━━━ DOCUMENT EXCERPT ━━━

Which I think is broken by allowing to change this personality on the
fly.
>
> Anyway, I don't know the end from the beginning on something you just
> told me about ;) But we're all in this together. And can take it as it
> comes.
I agree but this will be exposed to user-space and we will need to live
with it for a long long time...
> I'm merely trying to bridge the gap from old dm-multipath while
> native NVMe multipath gets its legs.
>
> In time I really do have aspirations to contribute more to NVMe
> multipathing. I think Christoph's NVMe multipath implementation of
> bio-based device ontop on NVMe core's blk-mq device(s) is very clever
> and effective (blk_steal_bios() hack and all).
That's great.
>> Don't get me wrong, I do support your cause, and I think nvme should try
>> to help, I just think that subsystem granularity is not the correct
>> approach going forward.
>
> I understand there will be limits to this 'mpath_personality' knob's
> utility and it'll need to evolve over time. But the burden of making
> more advanced NVMe multipath features accessible outside of native NVMe
> isn't intended to be on any of the NVMe maintainers (other than maybe
> remembering to disallow the switch where it makes sense in the future).
I would expect that any "advanced multipath features" would be properly
brought up with the NVMe TWG as a ratified standard and find its way
to nvme. So I don't think this particularly is a valid argument.

━━━

* **REQUIRED ACTIONS**
1) Rewrite the records from the line with "of the grey" through the end of the records, replacing "evaluation set" with "test set" and leaving everything else unchanged.
2) Carry on the mailing-list exchange about NVMe multipath from the point where it stops.

━━━ RECORDS PROVIDED ━━━

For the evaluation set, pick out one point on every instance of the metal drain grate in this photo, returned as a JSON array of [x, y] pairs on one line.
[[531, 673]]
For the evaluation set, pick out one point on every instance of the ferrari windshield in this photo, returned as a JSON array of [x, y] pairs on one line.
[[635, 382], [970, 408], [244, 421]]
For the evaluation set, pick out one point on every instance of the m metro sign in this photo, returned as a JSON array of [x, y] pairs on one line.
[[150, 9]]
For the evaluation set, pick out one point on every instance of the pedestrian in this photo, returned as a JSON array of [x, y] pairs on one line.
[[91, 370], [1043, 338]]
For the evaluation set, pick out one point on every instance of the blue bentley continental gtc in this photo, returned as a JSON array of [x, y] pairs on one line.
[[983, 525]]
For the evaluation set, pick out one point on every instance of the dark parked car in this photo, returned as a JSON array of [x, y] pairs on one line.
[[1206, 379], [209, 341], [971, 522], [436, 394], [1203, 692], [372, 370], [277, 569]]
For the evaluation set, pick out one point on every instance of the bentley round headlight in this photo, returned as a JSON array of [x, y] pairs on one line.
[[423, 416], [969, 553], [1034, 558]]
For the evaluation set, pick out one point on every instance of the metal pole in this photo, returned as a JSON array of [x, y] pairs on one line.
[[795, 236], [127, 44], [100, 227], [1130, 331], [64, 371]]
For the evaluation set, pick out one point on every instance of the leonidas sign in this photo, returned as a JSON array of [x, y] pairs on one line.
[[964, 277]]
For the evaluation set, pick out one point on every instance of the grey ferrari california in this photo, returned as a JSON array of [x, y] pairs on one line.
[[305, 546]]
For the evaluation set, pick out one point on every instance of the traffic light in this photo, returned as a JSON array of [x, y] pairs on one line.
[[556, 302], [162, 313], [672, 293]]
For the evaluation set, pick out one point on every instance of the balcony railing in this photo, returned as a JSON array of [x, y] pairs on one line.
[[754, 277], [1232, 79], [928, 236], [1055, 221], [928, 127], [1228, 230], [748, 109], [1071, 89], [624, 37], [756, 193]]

━━━

* **TASK-BY-TASK RESULTS**
1)
For the test set, pick out one point on every instance of the grey ferrari california in this photo, returned as a JSON array of [x, y] pairs on one line.
[[305, 546]]
For the test set, pick out one point on every instance of the traffic light in this photo, returned as a JSON array of [x, y] pairs on one line.
[[556, 302], [162, 313], [672, 293]]
For the test set, pick out one point on every instance of the balcony railing in this photo, returned as a JSON array of [x, y] pairs on one line.
[[754, 277], [1232, 79], [928, 236], [1055, 221], [928, 127], [1228, 230], [748, 109], [1071, 89], [624, 37], [756, 193]]

2)
>> As I said, I've been off the grid, can you remind me why global knob is
>> not sufficient?
>
> Because once nvme_core.multipath=N is set: native NVMe multipath is then
> not accessible from the same host. The goal of this patchset is to give
> users choice. But not limit them to _only_ using dm-multipath if they
> just have some legacy needs.
>
> Tough to be convincing with hypotheticals but I could imagine a very
> obvious usecase for native NVMe multipathing be PCI-based embedded NVMe
> "fabrics" (especially if/when the numa-based path selector lands). But
> the same host with PCI NVMe could be connected to a FC network that has
> historically always been managed via dm-multipath.. but say that
> FC-based infrastructure gets updated to use NVMe (to leverage a wider
> NVMe investment, whatever?) -- but maybe admins would still prefer to
> use dm-multipath for the NVMe over FC.
You are referring to an array exposing media via nvmf and scsi
simultaneously? I'm not sure that there is a clean definition of
how that is supposed to work (ANA/ALUA, reservations, etc..)
>> This might sound stupid to you, but can't users that desperately must
>> keep using dm-multipath (for its mature toolset or what-not) just
>> stack it on multipath nvme device? (I might be completely off on
>> this so feel free to correct my ignorance).
>
> We could certainly pursue adding multipath-tools support for native NVMe
> multipathing. Not opposed to it (even if just reporting topology and
> state). But given the extensive lengths NVMe multipath goes to hide
> devices we'd need some way to piercing through the opaque nvme device
> that native NVMe multipath exposes. But that really is a tangent
> relative to this patchset. Since that kind of visibility would also
> benefit the nvme cli... otherwise how are users to even be able to trust
> but verify native NVMe multipathing did what it expected it to?
Can you explain what is missing for multipath-tools to resolve topology?
nvme list-subsys is doing just that, doesn't it? It lists subsys-ctrl
topology but that is sort of the important information as controllers
are the real paths.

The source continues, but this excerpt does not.